** EXCERPTED PASSAGE follows **

The interesting part of the stack trace starts with
at Nikse.SubtitleEdit.Logic.Ocr.Tesseract.TesseractThreadRunner.DoOcr (System.Object j)
Meaning that a previously scheduled ImageJob (ThreadPool.QueueUserWorkItem(DoOcr, job)
in TesseractThreadRunner.cs
) is being started.
at Nikse.SubtitleEdit.Logic.Ocr.Tesseract.TesseractRunner.Run (System.String languageCode, System.String psmMode, System.String engineMode, System.String imageFileName, System.Boolean run302)
The Run() method of a new TesseractRunner instance is invoked. This is where the actual conversion will be performed.
at System.Diagnostics.Process.get_ExitCode ()
Tesseract(1) has been run (its invocation should be logged in subtitle-edit.log
). We have reached line 90 (TesseractRunner.cs
) right after process.WaitForExit(8000)
finished. Line 90 logs the Process.HasExited and Process.ExitCode properties, which should tell us if running tesseract(1) succeeded or failed.
at System.Diagnostics.Process.EnsureState (System.Diagnostics.Process+State state)

** End of EXCERPTED PASSAGE **

■ EXERCISE AIM
Copy the stack trace walkthrough above word for word, in full.

** EXTRACTED MATERIAL follows **

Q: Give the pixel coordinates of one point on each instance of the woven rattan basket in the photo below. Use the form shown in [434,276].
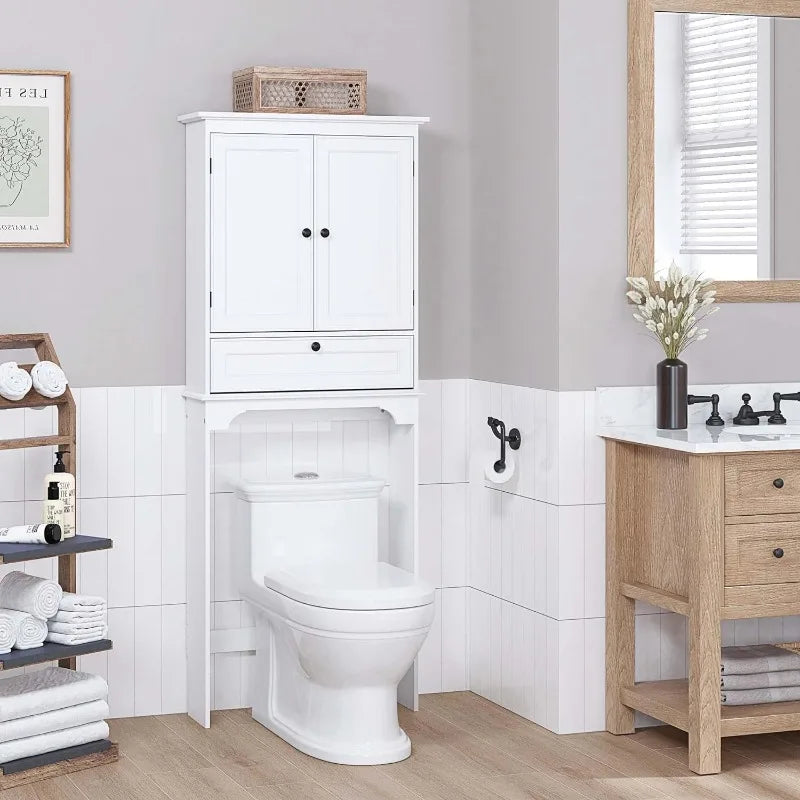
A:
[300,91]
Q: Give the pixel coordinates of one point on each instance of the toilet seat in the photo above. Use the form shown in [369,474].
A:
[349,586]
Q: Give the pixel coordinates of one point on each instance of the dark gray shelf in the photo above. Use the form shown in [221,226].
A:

** End of EXTRACTED MATERIAL **

■ TASK ANSWER
The interesting part of the stack trace starts with
at Nikse.SubtitleEdit.Logic.Ocr.Tesseract.TesseractThreadRunner.DoOcr (System.Object j)
Meaning that a previously scheduled ImageJob (ThreadPool.QueueUserWorkItem(DoOcr, job)
in TesseractThreadRunner.cs
) is being started.
at Nikse.SubtitleEdit.Logic.Ocr.Tesseract.TesseractRunner.Run (System.String languageCode, System.String psmMode, System.String engineMode, System.String imageFileName, System.Boolean run302)
The Run() method of a new TesseractRunner instance is invoked. This is where the actual conversion will be performed.
at System.Diagnostics.Process.get_ExitCode ()
Tesseract(1) has been run (its invocation should be logged in subtitle-edit.log
). We have reached line 90 (TesseractRunner.cs
) right after process.WaitForExit(8000)
finished. Line 90 logs the Process.HasExited and Process.ExitCode properties, which should tell us if running tesseract(1) succeeded or failed.
at System.Diagnostics.Process.EnsureState (System.Diagnostics.Process+State state)